===== Selected passage
German theologian and historian (1858–1928)

Friedrich Loofs (19 June 1858 in Hildesheim – 13 January 1928 in Halle an der Saale) was a German theologian and church historian best remembered for his studies involving the history of dogma.

== Biography ==

Loofs studied theology at the universities of Leipzig, Tübingen, and Göttingen, and received his doctorate from Leipzig in 1881. As a student, Adolf von Harnack (Leipzig) and Albrecht Ritschl (Göttingen) were important influences to his career. From 1888 to 1926 he was a professor of church history at the University of Halle, where in 1907/08 he served as rector. Concurrent with his work at the university, from 1890 to 1925, he held title of Consistorialrat in the city of Magdeburg.

In 1886, he was co-founder of the journal Die Christliche Welt ("The Christian World").

Loofs was an opponent of the Christ myth theory. In his book What is the Truth about Jesus Christ? (1913) he criticized the theories of mythicists such as Arthur Drews and William Benjamin Smith.

He attacked the views of Ernst Haeckel which he considered anti-Christian.

== Selected works ==

- Leontius von Byzanz und die gleichnamigen Schriftsteller der griechischen Kirche, 1887 - Leontius of Byzantium and the writer of the same name from the Greek Church.
- Leitfaden zum Studium der Dogmengeschichte, 1890 - Guide to studying the history of dogma.
- Anti-Haeckel : eine Replik nebst Beilagen, 1900 - Anti-Haeckel: a replica with supplements.
- Grundlinien der Kirchengeschichte : in der Form von Dispositionen für seine Vorlesungen, 1901 - Elements of the Church's history in the form of disposition of lectures.
- Lessings Stellung zum Christentum, 1910 - Gotthold Ephraim Lessing's position on Christianity.
- What is the Truth about Jesus Christ?, New York: Charles Scribner's Sons, 1913.
- Loofs, Friedrich (1914). "Nestorius and his Place in the History of Christian Doctrine"
- Paulus von Samosata, eine Untersuchung zur altkirchlichen Literatur- und Dogmengeschichte, 1924 - Paul of Samosata, a study of Early Christian church literature and history of dogma.
==========
===== Data extracts
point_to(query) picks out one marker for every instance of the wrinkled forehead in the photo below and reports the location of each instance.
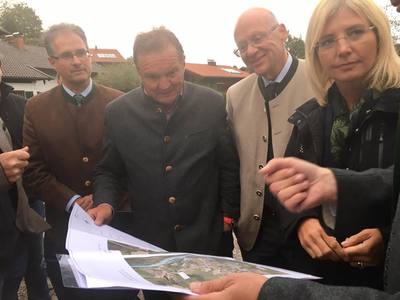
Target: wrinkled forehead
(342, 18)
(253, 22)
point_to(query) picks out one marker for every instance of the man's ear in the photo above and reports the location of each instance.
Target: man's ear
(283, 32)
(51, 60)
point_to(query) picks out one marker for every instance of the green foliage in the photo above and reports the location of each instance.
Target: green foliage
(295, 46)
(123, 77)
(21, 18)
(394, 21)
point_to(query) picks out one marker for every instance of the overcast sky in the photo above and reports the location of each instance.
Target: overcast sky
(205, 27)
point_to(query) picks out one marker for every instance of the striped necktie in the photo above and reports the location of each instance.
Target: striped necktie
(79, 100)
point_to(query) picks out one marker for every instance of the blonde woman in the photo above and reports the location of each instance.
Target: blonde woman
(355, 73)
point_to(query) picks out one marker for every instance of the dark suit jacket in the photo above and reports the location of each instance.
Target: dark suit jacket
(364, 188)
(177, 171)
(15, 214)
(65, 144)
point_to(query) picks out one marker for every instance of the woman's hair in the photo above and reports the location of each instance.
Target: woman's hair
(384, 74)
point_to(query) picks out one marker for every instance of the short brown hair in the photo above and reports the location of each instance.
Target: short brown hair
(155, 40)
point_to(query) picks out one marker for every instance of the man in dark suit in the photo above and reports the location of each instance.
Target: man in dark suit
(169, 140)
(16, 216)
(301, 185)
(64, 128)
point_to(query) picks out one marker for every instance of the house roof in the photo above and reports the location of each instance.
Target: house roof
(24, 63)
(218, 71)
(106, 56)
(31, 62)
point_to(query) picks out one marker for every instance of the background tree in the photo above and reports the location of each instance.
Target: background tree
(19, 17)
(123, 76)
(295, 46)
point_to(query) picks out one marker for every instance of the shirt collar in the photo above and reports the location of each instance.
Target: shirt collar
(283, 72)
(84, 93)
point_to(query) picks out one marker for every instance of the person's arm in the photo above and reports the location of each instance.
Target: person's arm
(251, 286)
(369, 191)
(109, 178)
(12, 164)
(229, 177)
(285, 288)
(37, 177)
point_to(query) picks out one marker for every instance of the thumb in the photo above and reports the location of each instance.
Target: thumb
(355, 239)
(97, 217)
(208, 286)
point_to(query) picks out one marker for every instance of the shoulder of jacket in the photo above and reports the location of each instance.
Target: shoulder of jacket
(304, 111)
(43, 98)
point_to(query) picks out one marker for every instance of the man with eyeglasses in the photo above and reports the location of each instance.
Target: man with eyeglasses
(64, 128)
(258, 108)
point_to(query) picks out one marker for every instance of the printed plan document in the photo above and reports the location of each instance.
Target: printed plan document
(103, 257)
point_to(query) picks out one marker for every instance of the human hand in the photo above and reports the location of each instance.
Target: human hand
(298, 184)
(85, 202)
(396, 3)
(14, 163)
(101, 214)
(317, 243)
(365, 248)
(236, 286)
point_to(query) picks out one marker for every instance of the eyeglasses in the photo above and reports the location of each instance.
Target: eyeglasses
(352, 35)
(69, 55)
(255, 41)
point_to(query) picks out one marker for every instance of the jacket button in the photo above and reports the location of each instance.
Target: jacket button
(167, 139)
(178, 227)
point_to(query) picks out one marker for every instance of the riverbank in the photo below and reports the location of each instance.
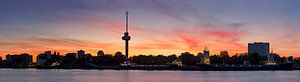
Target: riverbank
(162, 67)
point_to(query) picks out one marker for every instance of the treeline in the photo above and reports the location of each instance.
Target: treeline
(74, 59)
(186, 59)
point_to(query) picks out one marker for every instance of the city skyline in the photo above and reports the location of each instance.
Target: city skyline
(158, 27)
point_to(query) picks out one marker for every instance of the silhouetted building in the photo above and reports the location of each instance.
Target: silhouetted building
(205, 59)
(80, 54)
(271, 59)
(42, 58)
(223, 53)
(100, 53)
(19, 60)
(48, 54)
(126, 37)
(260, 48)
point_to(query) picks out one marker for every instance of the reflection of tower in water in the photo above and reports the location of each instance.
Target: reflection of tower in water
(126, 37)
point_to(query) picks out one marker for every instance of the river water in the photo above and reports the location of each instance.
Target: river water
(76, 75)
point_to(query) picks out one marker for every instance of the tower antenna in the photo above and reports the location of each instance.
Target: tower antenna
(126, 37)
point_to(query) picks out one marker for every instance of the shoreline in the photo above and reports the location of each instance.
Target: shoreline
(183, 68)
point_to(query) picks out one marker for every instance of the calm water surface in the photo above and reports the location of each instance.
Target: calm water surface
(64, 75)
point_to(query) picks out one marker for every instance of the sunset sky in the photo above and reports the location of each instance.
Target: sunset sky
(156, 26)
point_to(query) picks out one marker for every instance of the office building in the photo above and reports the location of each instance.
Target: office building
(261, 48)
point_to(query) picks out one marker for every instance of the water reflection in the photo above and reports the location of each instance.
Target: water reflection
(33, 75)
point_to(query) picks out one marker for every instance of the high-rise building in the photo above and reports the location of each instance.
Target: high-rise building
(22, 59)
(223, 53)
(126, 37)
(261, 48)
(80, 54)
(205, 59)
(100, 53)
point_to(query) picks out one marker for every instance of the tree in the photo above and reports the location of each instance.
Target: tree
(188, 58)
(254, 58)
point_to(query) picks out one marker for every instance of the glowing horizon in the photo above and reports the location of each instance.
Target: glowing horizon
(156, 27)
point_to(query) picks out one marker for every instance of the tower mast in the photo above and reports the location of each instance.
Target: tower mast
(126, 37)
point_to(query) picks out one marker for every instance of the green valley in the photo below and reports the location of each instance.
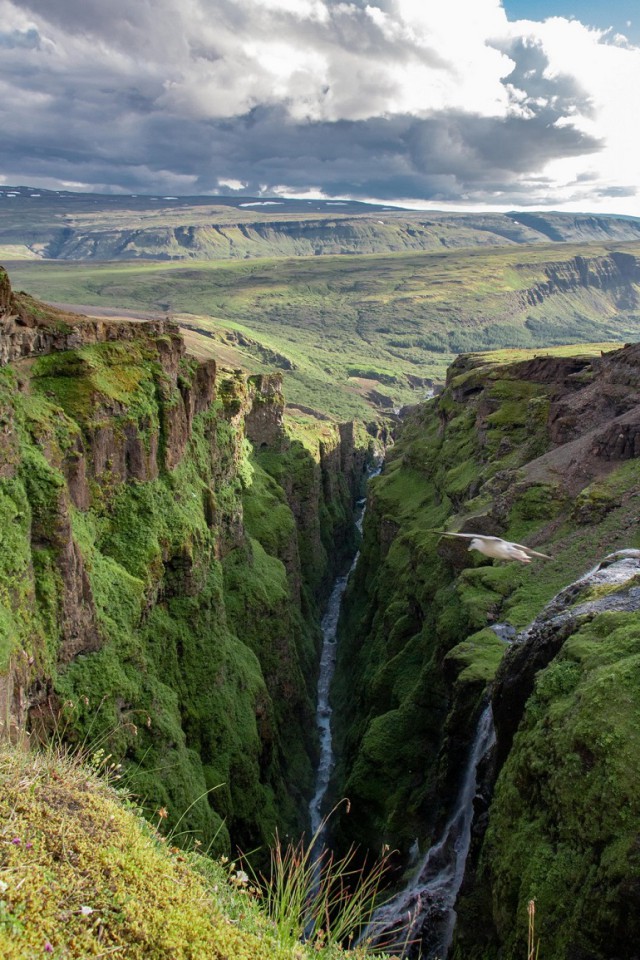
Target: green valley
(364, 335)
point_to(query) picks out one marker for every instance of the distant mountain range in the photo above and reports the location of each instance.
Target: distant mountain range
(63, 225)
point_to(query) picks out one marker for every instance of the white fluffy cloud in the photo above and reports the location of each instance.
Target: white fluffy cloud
==========
===== Data extracts
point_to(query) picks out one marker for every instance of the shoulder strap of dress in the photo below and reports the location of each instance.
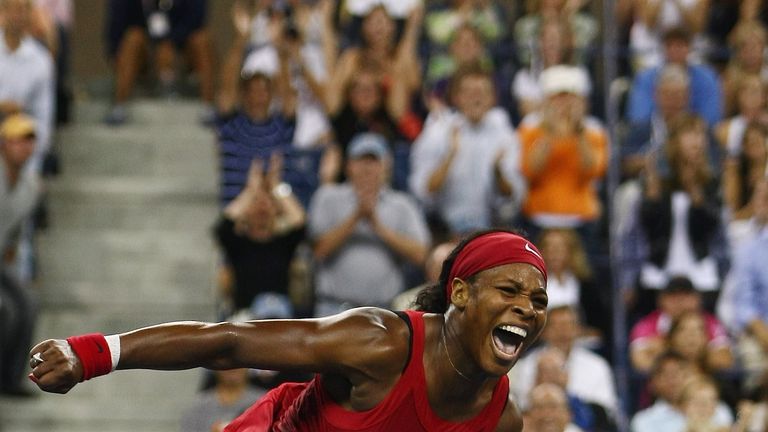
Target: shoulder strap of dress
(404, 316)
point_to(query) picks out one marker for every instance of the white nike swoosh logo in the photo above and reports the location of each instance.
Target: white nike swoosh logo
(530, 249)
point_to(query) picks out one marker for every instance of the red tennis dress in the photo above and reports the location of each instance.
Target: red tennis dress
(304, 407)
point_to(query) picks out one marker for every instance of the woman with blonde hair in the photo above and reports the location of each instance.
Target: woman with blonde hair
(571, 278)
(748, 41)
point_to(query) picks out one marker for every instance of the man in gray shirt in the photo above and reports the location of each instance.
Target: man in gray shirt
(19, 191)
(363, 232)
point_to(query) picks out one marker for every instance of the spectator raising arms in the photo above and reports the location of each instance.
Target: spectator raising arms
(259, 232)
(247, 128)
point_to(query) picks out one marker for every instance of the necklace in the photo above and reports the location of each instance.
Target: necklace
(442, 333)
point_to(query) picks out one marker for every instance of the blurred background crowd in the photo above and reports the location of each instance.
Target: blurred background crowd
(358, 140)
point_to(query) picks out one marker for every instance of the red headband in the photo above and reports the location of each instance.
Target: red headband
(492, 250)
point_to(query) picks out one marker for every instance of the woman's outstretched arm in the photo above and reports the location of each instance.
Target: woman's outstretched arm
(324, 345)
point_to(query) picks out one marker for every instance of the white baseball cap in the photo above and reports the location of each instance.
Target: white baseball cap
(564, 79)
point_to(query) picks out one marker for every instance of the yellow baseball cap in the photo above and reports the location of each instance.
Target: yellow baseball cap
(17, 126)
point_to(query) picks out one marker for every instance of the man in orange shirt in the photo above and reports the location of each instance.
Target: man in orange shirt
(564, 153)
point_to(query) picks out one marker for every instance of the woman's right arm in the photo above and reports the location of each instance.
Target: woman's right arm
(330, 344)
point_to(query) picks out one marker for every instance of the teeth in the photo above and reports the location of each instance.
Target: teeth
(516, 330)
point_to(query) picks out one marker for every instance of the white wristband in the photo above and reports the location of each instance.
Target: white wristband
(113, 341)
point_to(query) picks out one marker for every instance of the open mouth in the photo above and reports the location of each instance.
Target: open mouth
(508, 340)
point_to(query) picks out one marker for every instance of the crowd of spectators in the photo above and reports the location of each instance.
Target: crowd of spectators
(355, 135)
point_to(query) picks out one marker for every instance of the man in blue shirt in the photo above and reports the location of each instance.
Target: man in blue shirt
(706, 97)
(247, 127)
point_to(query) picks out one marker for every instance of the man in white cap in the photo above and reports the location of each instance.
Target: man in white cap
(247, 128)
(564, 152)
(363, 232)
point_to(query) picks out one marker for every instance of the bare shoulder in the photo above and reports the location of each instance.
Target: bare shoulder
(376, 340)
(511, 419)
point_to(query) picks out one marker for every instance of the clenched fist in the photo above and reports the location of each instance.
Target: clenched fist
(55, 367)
==========
*What to do*
a) According to the Friedrich Loofs biography, in what year did he co-found the journal Die Christliche Welt?
b) Quote the Friedrich Loofs biography starting at "In 1886, he" and ending at "he considered anti-Christian.".

*Results for each task*
a) 1886

b)
In 1886, he was co-founder of the journal Die Christliche Welt ("The Christian World").

Loofs was an opponent of the Christ myth theory. In his book What is the Truth about Jesus Christ? (1913) he criticized the theories of mythicists such as Arthur Drews and William Benjamin Smith.

He attacked the views of Ernst Haeckel which he considered anti-Christian.